* _TASK DETAILS_
Rewrite the data below from the line that contains "Extract bookshelf shelf from the image above." through the line that contains "0 649 157 685", both included, swapping "bottom-right" for "lower-right" and leaving everything else unchanged.

* _DATASET RECORDS_
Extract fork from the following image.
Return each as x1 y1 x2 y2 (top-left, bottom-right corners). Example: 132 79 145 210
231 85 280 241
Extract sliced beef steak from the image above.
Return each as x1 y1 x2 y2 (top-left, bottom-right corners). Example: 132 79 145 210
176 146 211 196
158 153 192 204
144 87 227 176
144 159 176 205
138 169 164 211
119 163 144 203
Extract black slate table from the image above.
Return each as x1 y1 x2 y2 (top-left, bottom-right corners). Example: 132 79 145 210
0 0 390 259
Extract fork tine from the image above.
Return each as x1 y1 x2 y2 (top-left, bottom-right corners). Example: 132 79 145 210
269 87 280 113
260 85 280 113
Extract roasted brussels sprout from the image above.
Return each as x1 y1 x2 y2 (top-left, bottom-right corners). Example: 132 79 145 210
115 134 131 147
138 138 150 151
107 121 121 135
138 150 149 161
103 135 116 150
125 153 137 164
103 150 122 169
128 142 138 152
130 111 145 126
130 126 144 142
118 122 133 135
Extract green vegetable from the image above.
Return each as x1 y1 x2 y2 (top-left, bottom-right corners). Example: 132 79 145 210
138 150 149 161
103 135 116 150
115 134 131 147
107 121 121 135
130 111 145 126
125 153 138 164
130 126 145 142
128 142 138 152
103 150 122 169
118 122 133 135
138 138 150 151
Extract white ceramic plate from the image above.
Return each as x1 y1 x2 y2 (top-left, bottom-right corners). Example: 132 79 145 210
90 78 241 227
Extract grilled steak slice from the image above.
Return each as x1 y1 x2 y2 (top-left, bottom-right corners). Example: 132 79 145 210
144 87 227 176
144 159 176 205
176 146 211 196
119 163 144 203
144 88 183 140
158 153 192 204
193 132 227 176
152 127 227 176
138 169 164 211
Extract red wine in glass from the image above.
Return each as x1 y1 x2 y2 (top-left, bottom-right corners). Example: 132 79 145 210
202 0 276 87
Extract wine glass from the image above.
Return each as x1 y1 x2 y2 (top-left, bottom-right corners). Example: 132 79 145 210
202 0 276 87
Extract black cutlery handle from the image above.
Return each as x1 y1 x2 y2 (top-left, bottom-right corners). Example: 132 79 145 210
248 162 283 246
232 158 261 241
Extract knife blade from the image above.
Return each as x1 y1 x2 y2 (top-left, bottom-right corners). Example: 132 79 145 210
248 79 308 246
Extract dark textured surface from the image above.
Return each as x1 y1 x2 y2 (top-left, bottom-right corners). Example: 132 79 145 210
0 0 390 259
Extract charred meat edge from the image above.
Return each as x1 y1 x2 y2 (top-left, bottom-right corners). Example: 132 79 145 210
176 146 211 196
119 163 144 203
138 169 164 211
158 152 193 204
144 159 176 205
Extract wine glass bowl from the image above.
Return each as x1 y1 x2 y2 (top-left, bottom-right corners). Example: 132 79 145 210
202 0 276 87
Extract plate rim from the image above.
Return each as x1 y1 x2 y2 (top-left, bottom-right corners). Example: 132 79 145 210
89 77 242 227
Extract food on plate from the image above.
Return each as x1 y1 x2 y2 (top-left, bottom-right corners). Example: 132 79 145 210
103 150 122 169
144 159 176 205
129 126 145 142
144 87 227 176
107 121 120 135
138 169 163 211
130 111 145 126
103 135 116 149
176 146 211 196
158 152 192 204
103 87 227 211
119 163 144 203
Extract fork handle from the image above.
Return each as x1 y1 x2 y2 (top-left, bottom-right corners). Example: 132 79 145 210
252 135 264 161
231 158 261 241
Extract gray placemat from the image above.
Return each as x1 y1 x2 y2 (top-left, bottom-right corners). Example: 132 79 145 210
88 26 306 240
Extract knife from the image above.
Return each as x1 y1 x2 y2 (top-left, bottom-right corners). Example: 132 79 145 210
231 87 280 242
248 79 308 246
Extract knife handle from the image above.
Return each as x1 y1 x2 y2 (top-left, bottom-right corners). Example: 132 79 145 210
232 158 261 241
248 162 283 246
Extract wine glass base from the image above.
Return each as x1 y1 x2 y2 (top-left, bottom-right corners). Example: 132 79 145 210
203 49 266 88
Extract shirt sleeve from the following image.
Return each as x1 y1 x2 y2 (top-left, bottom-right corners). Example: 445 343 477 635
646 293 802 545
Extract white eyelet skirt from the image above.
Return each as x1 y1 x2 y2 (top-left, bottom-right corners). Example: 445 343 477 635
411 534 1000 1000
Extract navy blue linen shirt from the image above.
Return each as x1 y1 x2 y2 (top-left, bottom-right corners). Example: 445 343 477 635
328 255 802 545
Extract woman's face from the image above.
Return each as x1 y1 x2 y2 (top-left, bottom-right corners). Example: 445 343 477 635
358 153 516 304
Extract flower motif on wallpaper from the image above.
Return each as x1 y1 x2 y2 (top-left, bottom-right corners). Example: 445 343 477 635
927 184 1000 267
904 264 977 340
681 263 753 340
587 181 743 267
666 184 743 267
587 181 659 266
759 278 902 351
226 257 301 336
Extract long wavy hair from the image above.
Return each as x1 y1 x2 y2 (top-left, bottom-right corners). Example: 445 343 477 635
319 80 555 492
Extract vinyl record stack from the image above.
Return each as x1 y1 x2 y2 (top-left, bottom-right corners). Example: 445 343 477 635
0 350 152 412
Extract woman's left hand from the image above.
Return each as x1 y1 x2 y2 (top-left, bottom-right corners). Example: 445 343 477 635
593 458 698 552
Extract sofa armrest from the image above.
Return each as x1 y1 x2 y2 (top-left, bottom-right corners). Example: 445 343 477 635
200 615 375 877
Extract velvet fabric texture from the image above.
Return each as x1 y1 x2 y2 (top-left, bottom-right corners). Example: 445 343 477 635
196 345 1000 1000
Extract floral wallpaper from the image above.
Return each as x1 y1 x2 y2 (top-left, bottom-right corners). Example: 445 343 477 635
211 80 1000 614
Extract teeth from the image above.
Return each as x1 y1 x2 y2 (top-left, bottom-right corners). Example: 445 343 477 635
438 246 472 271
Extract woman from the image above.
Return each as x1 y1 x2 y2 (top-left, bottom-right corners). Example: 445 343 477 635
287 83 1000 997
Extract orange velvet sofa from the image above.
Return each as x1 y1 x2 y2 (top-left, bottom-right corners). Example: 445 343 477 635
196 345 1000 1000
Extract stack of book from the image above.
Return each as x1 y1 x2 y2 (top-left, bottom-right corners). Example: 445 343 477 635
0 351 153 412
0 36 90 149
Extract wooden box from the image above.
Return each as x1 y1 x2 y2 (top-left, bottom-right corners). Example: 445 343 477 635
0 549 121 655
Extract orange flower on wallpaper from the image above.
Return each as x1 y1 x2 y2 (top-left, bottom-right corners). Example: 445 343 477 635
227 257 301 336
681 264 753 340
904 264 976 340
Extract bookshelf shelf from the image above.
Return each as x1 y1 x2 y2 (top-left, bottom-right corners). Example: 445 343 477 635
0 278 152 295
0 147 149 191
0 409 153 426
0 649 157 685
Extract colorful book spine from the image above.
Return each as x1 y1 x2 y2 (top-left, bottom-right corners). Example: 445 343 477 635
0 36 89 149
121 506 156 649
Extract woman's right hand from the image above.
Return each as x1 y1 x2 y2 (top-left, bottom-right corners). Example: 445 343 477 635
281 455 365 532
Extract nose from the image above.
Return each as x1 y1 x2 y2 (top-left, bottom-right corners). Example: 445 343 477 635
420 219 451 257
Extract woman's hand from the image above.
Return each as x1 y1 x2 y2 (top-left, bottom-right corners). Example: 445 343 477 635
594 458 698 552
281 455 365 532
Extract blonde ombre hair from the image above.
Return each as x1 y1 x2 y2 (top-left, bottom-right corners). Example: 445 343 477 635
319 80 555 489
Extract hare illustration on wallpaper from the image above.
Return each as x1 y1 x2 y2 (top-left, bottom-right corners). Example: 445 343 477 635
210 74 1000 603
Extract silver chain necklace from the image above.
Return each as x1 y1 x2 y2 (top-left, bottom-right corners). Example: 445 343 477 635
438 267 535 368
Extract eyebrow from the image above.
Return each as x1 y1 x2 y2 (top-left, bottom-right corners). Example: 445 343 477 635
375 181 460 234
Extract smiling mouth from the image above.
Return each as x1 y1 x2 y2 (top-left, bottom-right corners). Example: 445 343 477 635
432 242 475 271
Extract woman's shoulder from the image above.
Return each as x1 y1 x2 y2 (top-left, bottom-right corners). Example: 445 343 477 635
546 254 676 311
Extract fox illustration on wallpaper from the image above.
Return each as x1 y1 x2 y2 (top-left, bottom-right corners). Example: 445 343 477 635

* _SOLUTION TO THIS PROBLEM_
Extract bookshelf shelf from the image above.
Return each as x1 y1 x2 y2 (top-left, lower-right corners). Example: 445 343 477 635
0 278 152 295
0 147 149 191
0 409 153 426
0 649 157 685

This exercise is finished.